> [WORK ITEM] Please copy every record exactly as it is written.

> [SUPPLIED MATERIAL]
::::::::

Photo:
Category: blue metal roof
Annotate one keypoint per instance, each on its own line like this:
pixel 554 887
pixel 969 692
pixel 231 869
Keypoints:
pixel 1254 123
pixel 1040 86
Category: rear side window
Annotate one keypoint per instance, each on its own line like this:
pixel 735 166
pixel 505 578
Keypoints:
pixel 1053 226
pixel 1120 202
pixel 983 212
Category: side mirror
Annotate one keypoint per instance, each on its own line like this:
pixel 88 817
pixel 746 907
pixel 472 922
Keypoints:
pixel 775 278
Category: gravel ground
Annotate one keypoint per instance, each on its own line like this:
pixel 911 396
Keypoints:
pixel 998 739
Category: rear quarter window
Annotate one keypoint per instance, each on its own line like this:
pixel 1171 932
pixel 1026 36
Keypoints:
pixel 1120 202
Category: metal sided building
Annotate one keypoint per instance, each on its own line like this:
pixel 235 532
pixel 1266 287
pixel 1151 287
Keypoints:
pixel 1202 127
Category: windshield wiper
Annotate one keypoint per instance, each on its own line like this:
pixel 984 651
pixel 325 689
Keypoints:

::::::::

> [WRITTEN ANSWER]
Photo:
Category: blue metal roof
Annotate one keypoint per instance, each on its own line like this:
pixel 554 887
pixel 969 692
pixel 231 869
Keypoints:
pixel 1254 123
pixel 1040 86
Category: rear side window
Annotate one keypoint per instance, each on its own line like this:
pixel 735 166
pixel 505 578
Keypoints:
pixel 1053 226
pixel 1120 202
pixel 983 212
Category: side mirror
Annotate one keypoint per instance, each on its own line like this:
pixel 88 817
pixel 746 907
pixel 472 922
Keypoints:
pixel 775 278
Category: gravel ground
Annotate one keypoint per instance, each on its own line like this:
pixel 911 396
Keypoints:
pixel 998 739
Category: rear quarter window
Annotate one keypoint per instance, each on its own line like this:
pixel 1171 932
pixel 1026 36
Keypoints:
pixel 1120 202
Category: metal sided building
Annotate one keypoint per instance, each on its own line like this:
pixel 235 532
pixel 1266 287
pixel 1151 287
Keypoints:
pixel 1202 127
Category: windshield wiper
Annotate one keypoint per instance, each on its own line like this:
pixel 984 651
pixel 325 689
Keypoints:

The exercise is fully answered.